PASSAGE TO READ:
::::::

The apostolic centre Paul was establishing in Ephesus had become an unbearable challenge to the spiritual forces ruling that area. The whole riot was nothing but a staged contention for territorial dominion. There are no two ways around this one. To gain spiritual authority in any region you need cohesion in the camp. If we want to see whole areas conquered, occupied and transformed, we need to strategically move away from the end of the book of Judges This remains, above anything else, the greatest task of the apostles in our day and age. If this work is not done properly we will keep seeing a dysfunctional body of believers trying to fulfill a mission that is way beyond its grasp.
The nations will watch the pathetic attempts of divided members trying to achieve what only coordinated efforts could ever have a chance of accomplishing. Without the proper linking of apostolic centres and networks, there is no global structure to receive the orders of the king and to implement them with strategic order. Instead of a fit and well proportioned body we end up with a few supersized ministries that are poorly connected to a weak and random collection of scattered local churches.
I can foresee apostles of healthy spiritual families being in relationships with each other, well surrounded by prophetic companies, taking the blueprints delivered from heaven and putting together global implementation operations to redeem the time, set the captives free and reshape our cultures. Entire regions and nations will be restructured as we align ourselves with a cohesive and corporate apostolic leadership.
This functional rearrangement of the decision mechanisms will require much more than the occasional round table discussion. Whenever we consider the mountains shaping our society 18 , we realize that the real impact they have is not so much dependent on the height or strength of any single one of them taken individually, but rather on the singleness of purpose linking them into a range. As apostolic centres continue to develop, not only will we keep sending more and more gifted individuals to exercise a growing influence on specific mountains, but we will see the emergence of new breeds of centres moving away from the traditional location on the religion mountain and migrating towards other mountain peaks.

::::::

RECORD EXTRACTS:
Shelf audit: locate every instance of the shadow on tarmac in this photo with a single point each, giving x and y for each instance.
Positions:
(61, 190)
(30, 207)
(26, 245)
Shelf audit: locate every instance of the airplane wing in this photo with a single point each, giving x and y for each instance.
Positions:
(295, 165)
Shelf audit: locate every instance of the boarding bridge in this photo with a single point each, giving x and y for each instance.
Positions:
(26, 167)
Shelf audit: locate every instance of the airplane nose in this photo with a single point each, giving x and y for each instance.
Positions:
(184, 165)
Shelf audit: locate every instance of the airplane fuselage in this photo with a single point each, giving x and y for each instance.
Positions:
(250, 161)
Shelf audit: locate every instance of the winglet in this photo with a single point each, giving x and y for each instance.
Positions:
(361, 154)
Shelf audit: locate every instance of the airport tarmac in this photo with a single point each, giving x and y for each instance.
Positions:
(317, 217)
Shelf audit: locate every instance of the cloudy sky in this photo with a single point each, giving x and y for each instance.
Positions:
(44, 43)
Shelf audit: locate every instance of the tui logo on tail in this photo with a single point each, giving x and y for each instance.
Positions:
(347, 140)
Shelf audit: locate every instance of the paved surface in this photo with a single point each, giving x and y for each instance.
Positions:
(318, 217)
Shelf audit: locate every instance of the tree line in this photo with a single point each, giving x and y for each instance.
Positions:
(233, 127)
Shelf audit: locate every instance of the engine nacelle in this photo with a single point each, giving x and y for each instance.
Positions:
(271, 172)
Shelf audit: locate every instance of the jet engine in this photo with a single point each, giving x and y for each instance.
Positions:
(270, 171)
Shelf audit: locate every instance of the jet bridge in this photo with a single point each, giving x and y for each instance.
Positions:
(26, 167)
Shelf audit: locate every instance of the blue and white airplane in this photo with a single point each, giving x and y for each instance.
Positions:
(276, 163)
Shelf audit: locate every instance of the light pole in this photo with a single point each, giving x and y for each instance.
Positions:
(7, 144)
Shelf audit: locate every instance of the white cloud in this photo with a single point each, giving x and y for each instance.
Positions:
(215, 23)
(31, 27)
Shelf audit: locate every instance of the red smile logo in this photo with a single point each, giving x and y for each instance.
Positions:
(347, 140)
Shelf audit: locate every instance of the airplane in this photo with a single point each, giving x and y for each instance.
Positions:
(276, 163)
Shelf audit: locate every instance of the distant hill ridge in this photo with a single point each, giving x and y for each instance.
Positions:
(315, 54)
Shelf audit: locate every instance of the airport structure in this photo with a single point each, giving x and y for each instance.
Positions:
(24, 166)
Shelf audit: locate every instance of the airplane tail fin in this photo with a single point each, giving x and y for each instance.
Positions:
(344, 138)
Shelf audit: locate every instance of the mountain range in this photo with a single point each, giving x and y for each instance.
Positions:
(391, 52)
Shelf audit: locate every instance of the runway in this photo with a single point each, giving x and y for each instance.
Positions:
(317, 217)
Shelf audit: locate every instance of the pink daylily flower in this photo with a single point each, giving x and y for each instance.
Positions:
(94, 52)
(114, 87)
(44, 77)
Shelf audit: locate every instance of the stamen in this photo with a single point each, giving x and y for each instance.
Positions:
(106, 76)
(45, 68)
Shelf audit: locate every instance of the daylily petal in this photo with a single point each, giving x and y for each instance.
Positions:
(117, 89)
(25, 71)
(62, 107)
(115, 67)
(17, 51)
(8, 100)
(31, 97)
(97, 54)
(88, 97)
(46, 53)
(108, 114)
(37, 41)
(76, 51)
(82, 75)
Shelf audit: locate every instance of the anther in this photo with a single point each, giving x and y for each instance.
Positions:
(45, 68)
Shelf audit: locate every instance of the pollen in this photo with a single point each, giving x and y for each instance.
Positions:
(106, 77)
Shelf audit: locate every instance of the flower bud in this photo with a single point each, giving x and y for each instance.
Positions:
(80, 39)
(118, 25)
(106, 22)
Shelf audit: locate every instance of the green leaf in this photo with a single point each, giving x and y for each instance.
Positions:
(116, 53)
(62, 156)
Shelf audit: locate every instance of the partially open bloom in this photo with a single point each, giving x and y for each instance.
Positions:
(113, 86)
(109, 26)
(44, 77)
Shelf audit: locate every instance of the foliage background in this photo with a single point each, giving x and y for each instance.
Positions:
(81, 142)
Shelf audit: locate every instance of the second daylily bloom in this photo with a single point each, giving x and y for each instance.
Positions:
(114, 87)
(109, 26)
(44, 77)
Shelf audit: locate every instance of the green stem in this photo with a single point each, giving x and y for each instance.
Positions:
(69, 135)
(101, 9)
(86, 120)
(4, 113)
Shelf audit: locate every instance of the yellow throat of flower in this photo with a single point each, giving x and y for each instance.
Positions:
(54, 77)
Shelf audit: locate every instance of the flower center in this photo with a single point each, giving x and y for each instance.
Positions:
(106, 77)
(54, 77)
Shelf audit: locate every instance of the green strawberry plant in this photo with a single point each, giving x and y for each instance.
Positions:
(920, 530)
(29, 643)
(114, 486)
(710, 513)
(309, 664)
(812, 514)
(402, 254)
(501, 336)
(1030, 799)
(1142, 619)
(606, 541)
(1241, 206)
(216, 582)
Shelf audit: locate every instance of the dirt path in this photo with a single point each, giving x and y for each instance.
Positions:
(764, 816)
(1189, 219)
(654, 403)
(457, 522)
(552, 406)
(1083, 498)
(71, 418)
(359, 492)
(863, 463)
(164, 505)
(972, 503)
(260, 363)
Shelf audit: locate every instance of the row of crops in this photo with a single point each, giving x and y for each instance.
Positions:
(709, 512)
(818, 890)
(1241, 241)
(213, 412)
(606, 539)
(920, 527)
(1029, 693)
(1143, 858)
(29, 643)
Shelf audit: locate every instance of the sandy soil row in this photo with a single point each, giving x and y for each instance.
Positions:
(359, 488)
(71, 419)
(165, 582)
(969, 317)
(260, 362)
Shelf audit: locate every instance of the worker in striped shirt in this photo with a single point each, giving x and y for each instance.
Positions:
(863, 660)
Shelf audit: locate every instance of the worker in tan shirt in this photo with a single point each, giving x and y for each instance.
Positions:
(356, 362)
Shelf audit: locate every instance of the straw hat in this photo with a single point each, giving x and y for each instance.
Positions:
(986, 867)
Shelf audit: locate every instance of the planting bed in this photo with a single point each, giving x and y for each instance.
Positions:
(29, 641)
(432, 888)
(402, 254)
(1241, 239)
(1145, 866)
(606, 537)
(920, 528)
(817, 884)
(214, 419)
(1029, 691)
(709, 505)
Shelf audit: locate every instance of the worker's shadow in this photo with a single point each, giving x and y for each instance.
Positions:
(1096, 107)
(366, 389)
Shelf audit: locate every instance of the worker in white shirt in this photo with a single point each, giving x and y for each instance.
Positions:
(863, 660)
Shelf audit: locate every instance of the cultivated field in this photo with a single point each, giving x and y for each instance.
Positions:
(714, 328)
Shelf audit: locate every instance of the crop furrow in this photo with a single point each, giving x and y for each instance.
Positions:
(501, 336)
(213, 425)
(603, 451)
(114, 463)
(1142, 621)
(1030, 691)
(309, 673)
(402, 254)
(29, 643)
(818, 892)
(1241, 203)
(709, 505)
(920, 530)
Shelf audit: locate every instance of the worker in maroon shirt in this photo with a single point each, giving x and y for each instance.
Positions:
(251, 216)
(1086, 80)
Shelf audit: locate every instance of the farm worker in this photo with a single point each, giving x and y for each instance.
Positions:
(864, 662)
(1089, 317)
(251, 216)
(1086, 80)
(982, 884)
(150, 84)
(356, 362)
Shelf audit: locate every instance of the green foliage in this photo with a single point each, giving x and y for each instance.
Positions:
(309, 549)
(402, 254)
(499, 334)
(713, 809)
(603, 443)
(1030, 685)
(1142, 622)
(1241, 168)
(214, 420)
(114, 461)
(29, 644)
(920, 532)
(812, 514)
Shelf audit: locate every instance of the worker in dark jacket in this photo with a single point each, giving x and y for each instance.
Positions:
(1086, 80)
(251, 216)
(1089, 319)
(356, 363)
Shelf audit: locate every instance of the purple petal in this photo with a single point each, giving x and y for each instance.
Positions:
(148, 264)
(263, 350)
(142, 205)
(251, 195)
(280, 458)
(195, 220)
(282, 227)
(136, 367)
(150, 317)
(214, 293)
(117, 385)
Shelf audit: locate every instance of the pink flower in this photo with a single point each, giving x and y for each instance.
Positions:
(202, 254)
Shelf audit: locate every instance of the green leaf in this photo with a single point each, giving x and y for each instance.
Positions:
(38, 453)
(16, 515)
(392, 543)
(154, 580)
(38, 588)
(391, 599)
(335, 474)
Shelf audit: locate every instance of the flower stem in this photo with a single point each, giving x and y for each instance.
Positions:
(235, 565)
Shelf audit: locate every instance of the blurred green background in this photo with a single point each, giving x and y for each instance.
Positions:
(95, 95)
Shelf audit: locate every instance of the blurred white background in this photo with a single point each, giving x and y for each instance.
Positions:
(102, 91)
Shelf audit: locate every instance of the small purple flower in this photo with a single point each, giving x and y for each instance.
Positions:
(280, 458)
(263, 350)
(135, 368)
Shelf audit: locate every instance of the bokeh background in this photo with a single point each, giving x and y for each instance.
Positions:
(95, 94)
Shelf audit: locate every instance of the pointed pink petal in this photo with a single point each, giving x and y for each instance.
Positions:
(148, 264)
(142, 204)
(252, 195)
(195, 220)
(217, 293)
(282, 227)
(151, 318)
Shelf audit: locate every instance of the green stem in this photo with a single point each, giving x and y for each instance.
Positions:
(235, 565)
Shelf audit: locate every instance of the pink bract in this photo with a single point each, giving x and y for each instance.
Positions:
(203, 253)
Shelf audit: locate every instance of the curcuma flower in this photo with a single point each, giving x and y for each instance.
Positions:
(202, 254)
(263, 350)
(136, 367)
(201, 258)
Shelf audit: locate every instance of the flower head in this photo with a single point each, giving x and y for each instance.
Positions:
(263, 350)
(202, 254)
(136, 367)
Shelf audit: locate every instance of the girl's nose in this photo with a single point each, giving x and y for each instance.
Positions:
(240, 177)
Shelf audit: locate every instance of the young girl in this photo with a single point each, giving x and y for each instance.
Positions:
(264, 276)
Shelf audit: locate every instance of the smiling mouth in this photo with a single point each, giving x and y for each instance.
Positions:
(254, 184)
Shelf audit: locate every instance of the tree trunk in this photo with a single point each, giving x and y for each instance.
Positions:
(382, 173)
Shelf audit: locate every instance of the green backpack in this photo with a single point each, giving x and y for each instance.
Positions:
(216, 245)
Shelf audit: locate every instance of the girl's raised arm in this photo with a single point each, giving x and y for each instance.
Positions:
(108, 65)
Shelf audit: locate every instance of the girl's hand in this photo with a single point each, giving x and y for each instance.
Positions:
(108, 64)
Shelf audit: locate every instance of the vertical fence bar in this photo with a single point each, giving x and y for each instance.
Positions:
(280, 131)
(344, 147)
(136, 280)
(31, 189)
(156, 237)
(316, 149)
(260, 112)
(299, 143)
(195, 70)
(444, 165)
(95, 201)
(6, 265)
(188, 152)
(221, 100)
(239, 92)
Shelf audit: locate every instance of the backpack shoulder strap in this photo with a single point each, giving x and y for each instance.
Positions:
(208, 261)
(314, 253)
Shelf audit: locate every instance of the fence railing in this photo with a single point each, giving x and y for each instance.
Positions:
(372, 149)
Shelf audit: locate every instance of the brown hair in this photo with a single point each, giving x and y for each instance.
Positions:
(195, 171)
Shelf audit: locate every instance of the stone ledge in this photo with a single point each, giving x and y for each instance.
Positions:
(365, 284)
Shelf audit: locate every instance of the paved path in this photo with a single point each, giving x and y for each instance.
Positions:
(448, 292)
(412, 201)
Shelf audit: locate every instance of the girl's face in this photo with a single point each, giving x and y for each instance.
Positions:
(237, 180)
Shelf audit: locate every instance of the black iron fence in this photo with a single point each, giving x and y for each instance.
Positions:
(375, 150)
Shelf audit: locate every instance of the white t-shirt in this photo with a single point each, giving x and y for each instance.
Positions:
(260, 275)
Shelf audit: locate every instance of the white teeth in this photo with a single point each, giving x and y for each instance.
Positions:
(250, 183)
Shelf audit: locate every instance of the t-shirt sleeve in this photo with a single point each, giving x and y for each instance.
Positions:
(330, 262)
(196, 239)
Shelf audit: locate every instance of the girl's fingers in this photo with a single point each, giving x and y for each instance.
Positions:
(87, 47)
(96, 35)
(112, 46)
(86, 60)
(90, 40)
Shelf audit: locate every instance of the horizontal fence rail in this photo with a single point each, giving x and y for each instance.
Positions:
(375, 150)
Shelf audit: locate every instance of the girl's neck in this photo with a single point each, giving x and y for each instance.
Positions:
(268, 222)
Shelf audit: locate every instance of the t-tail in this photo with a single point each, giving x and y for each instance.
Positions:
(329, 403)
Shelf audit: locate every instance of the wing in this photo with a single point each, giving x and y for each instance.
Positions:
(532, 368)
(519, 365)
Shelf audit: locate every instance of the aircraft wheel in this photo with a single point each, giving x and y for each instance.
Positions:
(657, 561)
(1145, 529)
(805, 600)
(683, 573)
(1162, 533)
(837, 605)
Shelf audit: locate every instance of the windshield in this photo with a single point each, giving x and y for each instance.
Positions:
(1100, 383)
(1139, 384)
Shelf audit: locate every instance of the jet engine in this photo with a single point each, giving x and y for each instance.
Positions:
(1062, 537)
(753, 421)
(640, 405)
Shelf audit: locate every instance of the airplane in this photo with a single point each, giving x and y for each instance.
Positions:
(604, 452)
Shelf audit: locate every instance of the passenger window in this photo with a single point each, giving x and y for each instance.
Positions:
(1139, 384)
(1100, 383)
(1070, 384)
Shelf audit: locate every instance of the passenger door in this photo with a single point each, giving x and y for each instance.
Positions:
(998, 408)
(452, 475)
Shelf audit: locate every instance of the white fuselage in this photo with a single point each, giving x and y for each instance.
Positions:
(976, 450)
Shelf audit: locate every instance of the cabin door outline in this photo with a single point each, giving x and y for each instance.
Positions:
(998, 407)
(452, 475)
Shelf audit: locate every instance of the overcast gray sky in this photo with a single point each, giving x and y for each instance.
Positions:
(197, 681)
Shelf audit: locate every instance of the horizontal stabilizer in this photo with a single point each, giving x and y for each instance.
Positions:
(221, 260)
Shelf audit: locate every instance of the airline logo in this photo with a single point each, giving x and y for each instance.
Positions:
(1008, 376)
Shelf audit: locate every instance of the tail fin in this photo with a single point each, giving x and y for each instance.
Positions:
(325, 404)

::::::

HOW TO COMPLETE THIS TASK: Continue the passage on apostolic centres and cohesion, starting after its final sentence.

RESULT OF THE EXERCISE:
The apostolic mandate to link together centres and networks operating on the various mountains will give birth to a renewed spiritual landscape of mountain ranges. As we see the emergence of this geographical alignment, there will be a synergy of the gifts operating with focus and efficiency, reflecting God ordained governmental authority for spiritual transformation of whole cities and regions. Whole movements were birthed, as a new breed of revivalists rose up, who refused to accept the current state of society, with all its social and moral injustices.
These revivalists started on a journey to either confront the systems ruling at the top of the mountains of influence or to infiltrate them; in both cases, displacement of the kingdoms of this world by the kingdom of God has been the goal. But the action of these groups of new revivalists has, for the most part, not been able to be embraced within the traditional wineskins of our local churches.
Even the emerging apostolic movement, still young and in a formative period, has been struggling to unfold its wings outside of the confined space of comfortable and safe Christianity.
But there is a new development on the horizon. The transformation of traditional local churches into apostolic centres changes the whole paradigm.
Apostles, surrounded by apostolic teams, can now activate and release the saints to impact their cities and regions in every sphere of society. These apostolic bases are becoming major agents of change, gaining influence, favour and authority to reshape the world we live in. More than ever before, each of these centres will become a city on a hill that cannot be hidden.